__TASK DETAILS__.
Format the records between the lines holding "Each instance of the roof" and "[(415, 205), (157, 204), (278, 203), (331, 203)]", inclusive, as a two-column CSV with the headers text and answer. Each row should pair one text with its answer, with each value in its own quoted field and any line breaks replaced by spaces.

Stored data entries:
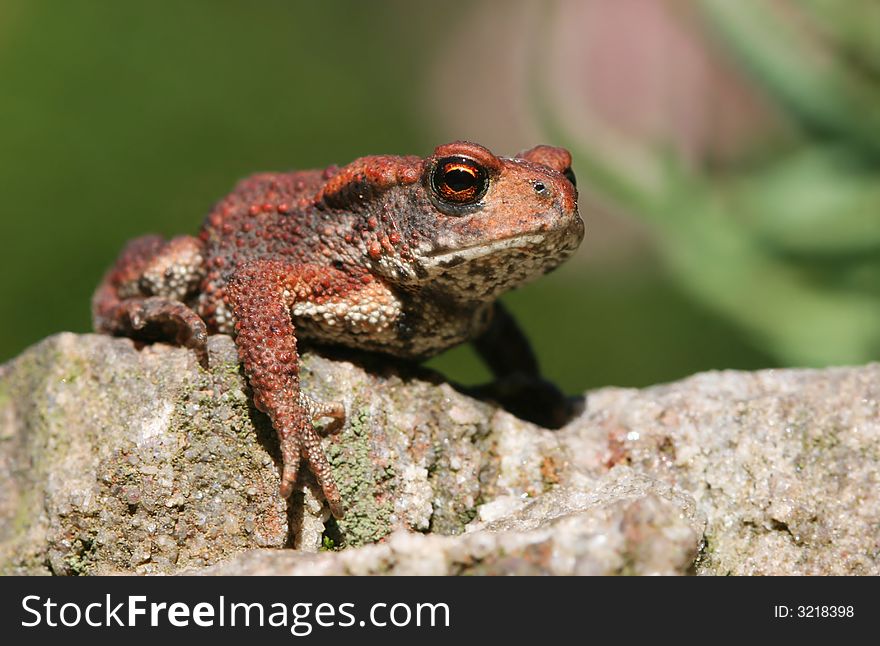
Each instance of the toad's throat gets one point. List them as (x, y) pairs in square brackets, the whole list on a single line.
[(449, 257)]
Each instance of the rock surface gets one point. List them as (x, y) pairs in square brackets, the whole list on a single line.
[(114, 459)]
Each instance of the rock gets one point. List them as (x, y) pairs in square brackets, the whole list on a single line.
[(114, 459)]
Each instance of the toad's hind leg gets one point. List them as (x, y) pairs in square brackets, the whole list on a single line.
[(260, 296), (143, 295)]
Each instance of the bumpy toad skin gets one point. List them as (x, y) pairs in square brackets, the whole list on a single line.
[(399, 255)]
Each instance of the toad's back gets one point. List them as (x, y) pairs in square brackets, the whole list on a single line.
[(397, 254)]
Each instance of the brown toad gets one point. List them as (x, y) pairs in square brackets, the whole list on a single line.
[(399, 255)]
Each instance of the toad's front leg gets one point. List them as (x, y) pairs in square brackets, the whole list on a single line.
[(260, 296)]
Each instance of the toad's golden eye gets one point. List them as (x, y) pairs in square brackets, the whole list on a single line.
[(459, 180)]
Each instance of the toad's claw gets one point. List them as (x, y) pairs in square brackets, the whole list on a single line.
[(316, 409)]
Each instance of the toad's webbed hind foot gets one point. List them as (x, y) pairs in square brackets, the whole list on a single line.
[(143, 295), (158, 319)]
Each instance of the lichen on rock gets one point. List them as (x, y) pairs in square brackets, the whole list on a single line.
[(122, 459)]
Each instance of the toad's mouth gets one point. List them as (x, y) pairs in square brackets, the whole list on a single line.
[(452, 257)]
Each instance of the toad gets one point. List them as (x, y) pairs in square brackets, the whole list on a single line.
[(393, 254)]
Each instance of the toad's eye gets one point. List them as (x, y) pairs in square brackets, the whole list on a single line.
[(459, 181)]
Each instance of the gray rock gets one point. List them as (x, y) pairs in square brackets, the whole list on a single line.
[(114, 459)]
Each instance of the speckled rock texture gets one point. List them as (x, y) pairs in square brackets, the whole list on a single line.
[(122, 460)]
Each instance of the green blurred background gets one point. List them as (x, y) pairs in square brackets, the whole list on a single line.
[(751, 242)]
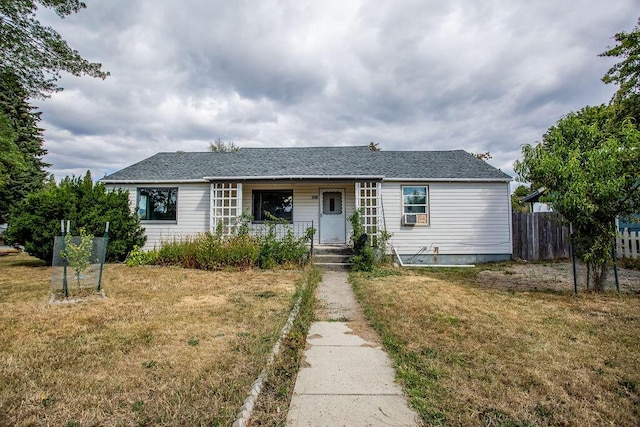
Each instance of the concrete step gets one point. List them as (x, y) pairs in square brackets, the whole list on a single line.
[(332, 249), (334, 266)]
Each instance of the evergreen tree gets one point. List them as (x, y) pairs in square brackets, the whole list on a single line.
[(35, 221), (23, 120)]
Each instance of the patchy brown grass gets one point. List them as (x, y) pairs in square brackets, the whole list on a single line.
[(471, 355), (167, 347)]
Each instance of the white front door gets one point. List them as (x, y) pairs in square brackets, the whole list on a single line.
[(332, 217)]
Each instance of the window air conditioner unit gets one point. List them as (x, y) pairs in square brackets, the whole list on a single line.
[(414, 219)]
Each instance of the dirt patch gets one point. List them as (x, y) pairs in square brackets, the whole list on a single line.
[(557, 276)]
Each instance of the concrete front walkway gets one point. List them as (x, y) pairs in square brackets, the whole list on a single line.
[(346, 378)]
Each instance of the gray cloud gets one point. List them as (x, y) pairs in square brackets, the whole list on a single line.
[(480, 76)]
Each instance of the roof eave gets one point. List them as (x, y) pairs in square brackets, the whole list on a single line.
[(151, 181), (506, 179), (290, 177)]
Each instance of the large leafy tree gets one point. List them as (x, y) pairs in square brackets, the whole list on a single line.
[(35, 221), (37, 54), (589, 162), (23, 121), (625, 74)]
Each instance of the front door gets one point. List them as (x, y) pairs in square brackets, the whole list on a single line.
[(332, 217)]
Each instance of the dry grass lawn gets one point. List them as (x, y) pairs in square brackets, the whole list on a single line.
[(167, 347), (472, 355)]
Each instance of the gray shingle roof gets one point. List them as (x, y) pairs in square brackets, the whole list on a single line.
[(310, 162)]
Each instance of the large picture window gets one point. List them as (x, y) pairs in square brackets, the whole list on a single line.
[(157, 204), (415, 205), (278, 203)]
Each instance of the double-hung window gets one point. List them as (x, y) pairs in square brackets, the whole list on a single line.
[(158, 203), (415, 205), (272, 203)]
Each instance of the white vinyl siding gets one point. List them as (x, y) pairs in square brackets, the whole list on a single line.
[(192, 213), (465, 218)]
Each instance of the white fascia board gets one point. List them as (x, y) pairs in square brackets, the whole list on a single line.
[(290, 177), (448, 179), (152, 181)]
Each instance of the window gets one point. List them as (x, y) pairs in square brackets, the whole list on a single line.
[(415, 205), (157, 204), (278, 203), (331, 203)]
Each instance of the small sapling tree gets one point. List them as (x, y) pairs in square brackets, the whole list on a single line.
[(78, 255)]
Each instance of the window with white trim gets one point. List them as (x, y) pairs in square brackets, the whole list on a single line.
[(415, 205), (157, 204), (276, 203)]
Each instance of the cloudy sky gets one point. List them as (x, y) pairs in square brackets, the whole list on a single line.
[(486, 75)]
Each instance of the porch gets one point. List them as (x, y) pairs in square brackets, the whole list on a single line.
[(323, 205)]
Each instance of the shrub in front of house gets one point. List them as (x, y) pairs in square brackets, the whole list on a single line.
[(241, 251)]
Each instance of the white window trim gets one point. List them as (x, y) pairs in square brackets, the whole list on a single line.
[(415, 219)]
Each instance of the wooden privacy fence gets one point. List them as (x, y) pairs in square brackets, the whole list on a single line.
[(539, 236), (628, 244)]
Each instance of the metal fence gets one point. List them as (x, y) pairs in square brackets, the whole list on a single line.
[(73, 278)]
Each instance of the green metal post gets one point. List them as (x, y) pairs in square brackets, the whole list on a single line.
[(65, 284), (104, 254), (615, 266), (573, 258)]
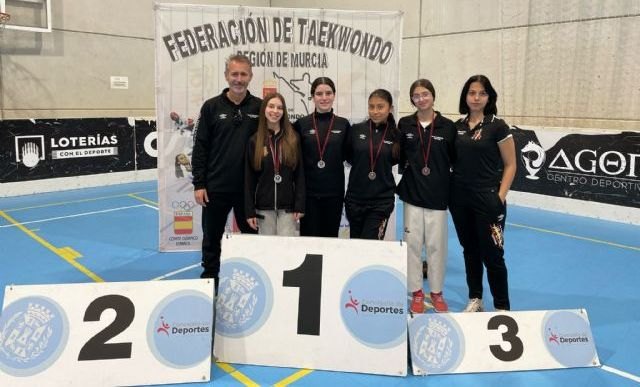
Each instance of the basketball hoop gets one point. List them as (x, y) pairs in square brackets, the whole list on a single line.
[(4, 18)]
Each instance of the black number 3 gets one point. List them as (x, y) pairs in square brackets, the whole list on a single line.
[(97, 348), (510, 336)]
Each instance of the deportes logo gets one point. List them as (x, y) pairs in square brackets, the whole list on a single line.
[(533, 158), (437, 344), (372, 307), (33, 334), (179, 331), (567, 337), (245, 298), (29, 150)]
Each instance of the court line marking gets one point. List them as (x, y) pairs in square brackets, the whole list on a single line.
[(239, 376), (77, 215), (66, 253), (293, 377), (133, 195), (621, 373), (633, 248), (76, 201), (176, 272)]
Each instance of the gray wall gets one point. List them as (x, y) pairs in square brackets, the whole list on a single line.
[(571, 63)]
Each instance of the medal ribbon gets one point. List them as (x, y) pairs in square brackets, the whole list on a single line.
[(275, 155), (322, 148), (372, 161), (425, 155)]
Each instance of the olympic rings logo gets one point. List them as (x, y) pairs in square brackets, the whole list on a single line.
[(184, 205)]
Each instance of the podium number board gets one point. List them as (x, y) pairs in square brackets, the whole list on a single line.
[(319, 303), (501, 341), (106, 334)]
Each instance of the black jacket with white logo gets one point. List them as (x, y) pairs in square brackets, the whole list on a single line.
[(220, 140), (262, 192)]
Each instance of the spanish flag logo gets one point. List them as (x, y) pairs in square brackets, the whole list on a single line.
[(182, 222)]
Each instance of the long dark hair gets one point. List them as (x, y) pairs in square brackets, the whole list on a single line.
[(491, 107), (289, 138), (395, 133)]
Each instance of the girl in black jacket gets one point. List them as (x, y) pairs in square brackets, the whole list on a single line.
[(372, 150), (323, 136), (274, 178)]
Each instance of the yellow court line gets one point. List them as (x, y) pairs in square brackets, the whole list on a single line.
[(294, 377), (239, 376), (66, 253), (634, 248), (133, 195), (76, 201)]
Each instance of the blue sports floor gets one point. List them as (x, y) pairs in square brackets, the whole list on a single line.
[(555, 261)]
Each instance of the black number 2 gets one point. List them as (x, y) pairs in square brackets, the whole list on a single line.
[(97, 347), (510, 336), (307, 277)]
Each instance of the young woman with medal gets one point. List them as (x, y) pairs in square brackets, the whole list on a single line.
[(483, 171), (372, 151), (323, 134), (274, 177), (427, 149)]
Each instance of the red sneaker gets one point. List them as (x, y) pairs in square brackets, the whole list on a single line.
[(417, 302), (439, 304)]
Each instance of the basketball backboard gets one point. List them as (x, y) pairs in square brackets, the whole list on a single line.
[(28, 15)]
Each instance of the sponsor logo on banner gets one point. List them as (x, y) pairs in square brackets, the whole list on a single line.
[(33, 334), (437, 344), (533, 157), (596, 167), (179, 331), (29, 150), (372, 307), (182, 222), (245, 298), (567, 337), (83, 146)]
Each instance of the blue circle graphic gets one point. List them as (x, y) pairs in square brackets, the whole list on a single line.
[(179, 331), (33, 333), (373, 307), (437, 343), (567, 337), (245, 298)]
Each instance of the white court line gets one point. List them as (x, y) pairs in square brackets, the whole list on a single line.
[(176, 272), (77, 215), (621, 373)]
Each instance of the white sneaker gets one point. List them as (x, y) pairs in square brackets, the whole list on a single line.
[(474, 305)]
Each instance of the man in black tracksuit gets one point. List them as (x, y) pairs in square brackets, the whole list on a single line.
[(226, 122)]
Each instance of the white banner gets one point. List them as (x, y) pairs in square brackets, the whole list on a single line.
[(289, 48), (318, 303), (106, 334), (501, 341)]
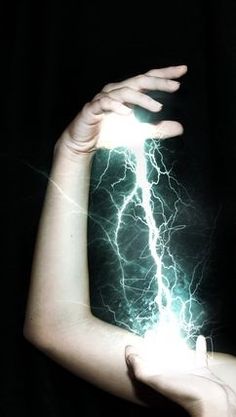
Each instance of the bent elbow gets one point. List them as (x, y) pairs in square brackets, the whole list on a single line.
[(35, 334)]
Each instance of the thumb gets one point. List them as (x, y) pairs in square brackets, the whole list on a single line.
[(163, 130)]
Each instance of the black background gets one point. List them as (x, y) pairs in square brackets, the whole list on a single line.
[(57, 56)]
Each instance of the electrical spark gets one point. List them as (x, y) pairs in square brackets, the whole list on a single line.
[(158, 297)]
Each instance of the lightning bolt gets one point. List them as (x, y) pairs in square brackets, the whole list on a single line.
[(150, 203)]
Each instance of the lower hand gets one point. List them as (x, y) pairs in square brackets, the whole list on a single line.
[(199, 391)]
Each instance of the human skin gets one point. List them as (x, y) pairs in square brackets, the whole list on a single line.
[(198, 390), (58, 318)]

__CORRECT RESULT__.
text,answer
"Each instance of the roof eave gets one point. List them as (x, y) pairs in square brackets, the whole list on a single line.","[(151, 181), (506, 179), (290, 177)]"
"Each instance of the large leafy tree gets one point. List them as (x, y) pairs in square brackets, the whole list on a single line.","[(35, 221), (37, 54), (589, 162), (23, 121), (625, 74)]"
"Each instance of the front door gets one point. List them as (x, y) pairs in square brackets, the whole list on a single line.","[(332, 217)]"
"Each instance of the dry grass lawn gets one point. List them as (x, y) pairs in square brackets, the whole list on a single line.","[(167, 347), (472, 355)]"
"Each instance of the gray shingle roof gets one point. List them as (x, y) pairs in square brackets, the whole list on a single line.","[(310, 162)]"
"Each instance of the large picture window gets one point. List them as (x, y) pairs in square brackets, the whole list on a single line.","[(157, 204), (415, 205), (278, 203)]"
"Each instance of the double-hung window gets one point. List them as (x, y) pairs in square brackets, the whole list on a single line.","[(158, 203), (415, 205), (272, 203)]"
"Each instance of the white vinyl siding gets one point. List them as (x, y) pairs in square brackets, the whole list on a single line.","[(192, 213), (465, 218)]"
"Each instance of the white fascia board gets one point. List them as (x, y) pairs in square brackets, the whole list on a single line.","[(290, 177), (448, 179), (152, 181)]"
"Each instance of the window gets one point. List them as (x, y) pairs in square brackets, the whole list on a single line.","[(415, 205), (157, 204), (278, 203), (331, 203)]"